- [Passage to read]:
◆ ◆ ◆ ◆ ◆

Make your life efficient, your wallet heavy, and your conscience light.

The Journey to Energy Freedom

Most people reading this will spend a good proportion of their income on energy – lighting and heating your house or apartment, running appliances, fueling your car, and other things. What if you could cut these coats to almost zero and spend this increasing pile of money on, well.. anything else? Technology is at a point where anyone can save significant amounts of money and energy in their lives. The Energy Mohawk is a quest to reduce the amount of money we spend on energy to practically zero and show the simple steps on how to do it. Imagine a life where you spent your money and time on what you actually want to spend it on, rather than working to spend needless money on petrol, gas, light and heat.

◆ ◆ ◆ ◆ ◆

Dataset entries:

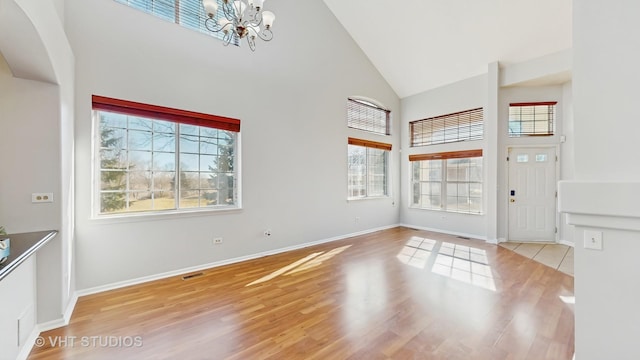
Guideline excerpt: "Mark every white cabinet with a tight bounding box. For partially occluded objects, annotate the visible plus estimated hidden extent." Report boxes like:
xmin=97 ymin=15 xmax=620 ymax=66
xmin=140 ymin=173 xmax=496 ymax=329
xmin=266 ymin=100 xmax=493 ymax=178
xmin=0 ymin=256 xmax=36 ymax=360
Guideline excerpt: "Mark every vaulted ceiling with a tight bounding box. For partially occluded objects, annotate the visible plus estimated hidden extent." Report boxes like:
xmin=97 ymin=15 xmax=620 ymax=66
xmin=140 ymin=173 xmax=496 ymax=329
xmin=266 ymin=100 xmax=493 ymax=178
xmin=324 ymin=0 xmax=572 ymax=98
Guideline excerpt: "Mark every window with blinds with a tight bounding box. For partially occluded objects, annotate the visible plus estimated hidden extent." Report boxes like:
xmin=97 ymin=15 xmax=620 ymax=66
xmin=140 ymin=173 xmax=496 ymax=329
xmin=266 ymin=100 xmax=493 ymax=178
xmin=409 ymin=149 xmax=483 ymax=214
xmin=409 ymin=108 xmax=484 ymax=147
xmin=347 ymin=138 xmax=391 ymax=199
xmin=114 ymin=0 xmax=240 ymax=45
xmin=347 ymin=98 xmax=391 ymax=135
xmin=509 ymin=101 xmax=557 ymax=137
xmin=92 ymin=95 xmax=240 ymax=215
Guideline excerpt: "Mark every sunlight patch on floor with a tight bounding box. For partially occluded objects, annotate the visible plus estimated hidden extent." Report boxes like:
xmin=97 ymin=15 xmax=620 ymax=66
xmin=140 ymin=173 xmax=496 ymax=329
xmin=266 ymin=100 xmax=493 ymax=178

◆ ◆ ◆ ◆ ◆

- [What is required]:
Decide whether each statement below agrees with the energy freedom passage, answering yes or no and quoting the words of the passage that settle it.
1. The Energy Mohawk seeks to bring the money spent on energy down to practically zero.
2. According to the passage, only specialists can save significant amounts of money and energy.
3. The passage counts fueling a car among the things people spend energy money on.

- [Task response]:
1. Yes: "The Energy Mohawk is a quest to reduce the amount of money we spend on energy to practically zero"
2. No: "Technology is at a point where anyone can save significant amounts of money and energy in their lives."
3. Yes: "fueling your car"